--- Directive ---
Print verbatim every line starting at the one that contains "Where can the man's knee" and ending at the final line of the records; include both endpoints.

--- Exercise materials ---
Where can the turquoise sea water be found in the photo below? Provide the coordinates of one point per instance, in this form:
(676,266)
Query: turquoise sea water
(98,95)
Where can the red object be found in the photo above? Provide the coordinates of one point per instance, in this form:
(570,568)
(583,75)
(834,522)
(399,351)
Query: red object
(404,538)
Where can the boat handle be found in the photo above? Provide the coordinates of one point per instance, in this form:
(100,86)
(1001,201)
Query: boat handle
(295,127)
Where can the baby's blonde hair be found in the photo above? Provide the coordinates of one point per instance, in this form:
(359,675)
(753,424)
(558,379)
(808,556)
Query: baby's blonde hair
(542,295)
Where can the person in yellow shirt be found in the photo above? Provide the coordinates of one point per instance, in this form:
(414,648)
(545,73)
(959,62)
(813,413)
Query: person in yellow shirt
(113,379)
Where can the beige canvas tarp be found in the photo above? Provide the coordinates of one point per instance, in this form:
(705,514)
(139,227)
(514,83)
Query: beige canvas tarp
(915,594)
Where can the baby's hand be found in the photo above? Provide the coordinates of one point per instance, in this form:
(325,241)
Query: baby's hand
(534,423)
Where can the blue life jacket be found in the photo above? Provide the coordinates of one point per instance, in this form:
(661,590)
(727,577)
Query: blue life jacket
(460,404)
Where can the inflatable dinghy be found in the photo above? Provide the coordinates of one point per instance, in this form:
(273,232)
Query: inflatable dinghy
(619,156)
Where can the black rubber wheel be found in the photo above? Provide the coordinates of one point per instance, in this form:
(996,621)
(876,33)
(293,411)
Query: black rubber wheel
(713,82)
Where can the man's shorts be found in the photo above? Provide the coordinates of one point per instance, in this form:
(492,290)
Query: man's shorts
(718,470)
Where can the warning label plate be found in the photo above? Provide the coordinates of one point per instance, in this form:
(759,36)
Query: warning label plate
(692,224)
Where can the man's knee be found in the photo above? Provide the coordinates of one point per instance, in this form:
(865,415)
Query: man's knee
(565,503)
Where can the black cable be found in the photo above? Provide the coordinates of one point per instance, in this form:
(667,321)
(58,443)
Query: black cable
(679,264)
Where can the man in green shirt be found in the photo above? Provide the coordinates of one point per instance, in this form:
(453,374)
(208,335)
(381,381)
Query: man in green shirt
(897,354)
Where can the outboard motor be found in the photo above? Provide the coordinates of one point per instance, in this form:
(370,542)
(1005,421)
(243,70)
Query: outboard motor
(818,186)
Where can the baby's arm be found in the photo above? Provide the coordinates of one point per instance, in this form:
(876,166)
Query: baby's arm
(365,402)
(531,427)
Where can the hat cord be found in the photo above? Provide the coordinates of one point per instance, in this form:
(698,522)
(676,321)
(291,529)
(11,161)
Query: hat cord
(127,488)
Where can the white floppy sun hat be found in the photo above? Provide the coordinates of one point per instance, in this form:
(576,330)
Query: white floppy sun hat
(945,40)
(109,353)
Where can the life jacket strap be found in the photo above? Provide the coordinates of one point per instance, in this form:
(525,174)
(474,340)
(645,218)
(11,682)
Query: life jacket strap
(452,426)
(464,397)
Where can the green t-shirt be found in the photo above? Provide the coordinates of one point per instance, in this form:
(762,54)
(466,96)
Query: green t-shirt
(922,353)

--- Result below ---
Where can the man's knee be found in the photo above? Provide the coordinates of one point per instance, in this form:
(865,415)
Query: man's knee
(565,503)
Where can the black cable be found in the photo above? Provide the coordinates of one point per instance, in this form:
(667,321)
(58,443)
Query: black cable
(679,264)
Where can the man in green shirt be found in the photo above? Provide the coordinates of one point per instance, in this form:
(453,374)
(208,335)
(381,381)
Query: man in green shirt
(897,354)
Where can the outboard motor be found in the photo above? Provide the coordinates of one point per instance, in this form:
(370,542)
(1005,421)
(243,70)
Query: outboard motor
(818,186)
Where can the baby's arm be found in the photo above? Provide the coordinates of one point per instance, in this form:
(876,166)
Query: baby's arm
(365,402)
(531,427)
Where can the hat cord be found in the photo above? Provide the coordinates of one point per instance, in this form:
(698,522)
(676,321)
(291,529)
(11,161)
Query: hat cord
(127,488)
Where can the white floppy sun hat be found in the photo above? Provide the coordinates of one point per instance, in this form:
(576,330)
Query: white floppy sun hat
(945,40)
(109,353)
Where can the life jacket strap be found in the photo above? Provide the coordinates of one point per instance, in this form:
(525,174)
(474,340)
(645,218)
(11,682)
Query: life jacket strap
(452,426)
(464,397)
Where can the green t-shirt be found in the photo above? Provide the coordinates of one point per instance, in this form:
(762,54)
(466,96)
Query: green t-shirt
(922,353)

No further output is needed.